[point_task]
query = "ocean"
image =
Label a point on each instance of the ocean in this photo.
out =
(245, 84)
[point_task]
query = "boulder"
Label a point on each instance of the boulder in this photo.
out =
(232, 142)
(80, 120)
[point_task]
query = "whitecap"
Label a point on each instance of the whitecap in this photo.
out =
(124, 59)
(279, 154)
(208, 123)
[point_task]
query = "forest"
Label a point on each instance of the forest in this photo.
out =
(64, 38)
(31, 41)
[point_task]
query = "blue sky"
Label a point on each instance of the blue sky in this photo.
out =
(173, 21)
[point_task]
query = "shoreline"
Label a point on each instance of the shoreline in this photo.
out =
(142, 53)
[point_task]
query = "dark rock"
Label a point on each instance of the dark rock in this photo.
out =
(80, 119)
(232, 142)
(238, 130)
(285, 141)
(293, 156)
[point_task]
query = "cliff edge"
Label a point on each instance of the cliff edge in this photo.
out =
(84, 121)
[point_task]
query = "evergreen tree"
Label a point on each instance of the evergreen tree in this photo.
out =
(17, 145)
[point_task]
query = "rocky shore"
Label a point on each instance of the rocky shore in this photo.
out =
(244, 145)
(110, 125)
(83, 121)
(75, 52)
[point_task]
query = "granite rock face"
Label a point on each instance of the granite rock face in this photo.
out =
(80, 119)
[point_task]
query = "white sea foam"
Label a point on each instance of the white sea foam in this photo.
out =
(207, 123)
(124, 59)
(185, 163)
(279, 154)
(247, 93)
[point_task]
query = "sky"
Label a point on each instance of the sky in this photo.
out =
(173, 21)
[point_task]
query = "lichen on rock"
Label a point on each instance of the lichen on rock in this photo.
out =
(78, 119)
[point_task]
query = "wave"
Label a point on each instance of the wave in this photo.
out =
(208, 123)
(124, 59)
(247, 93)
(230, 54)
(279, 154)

- - - - - - -

**Work item:**
Across the data above, how many lines include the word "evergreen"? Give only the count.

**Your solution:**
2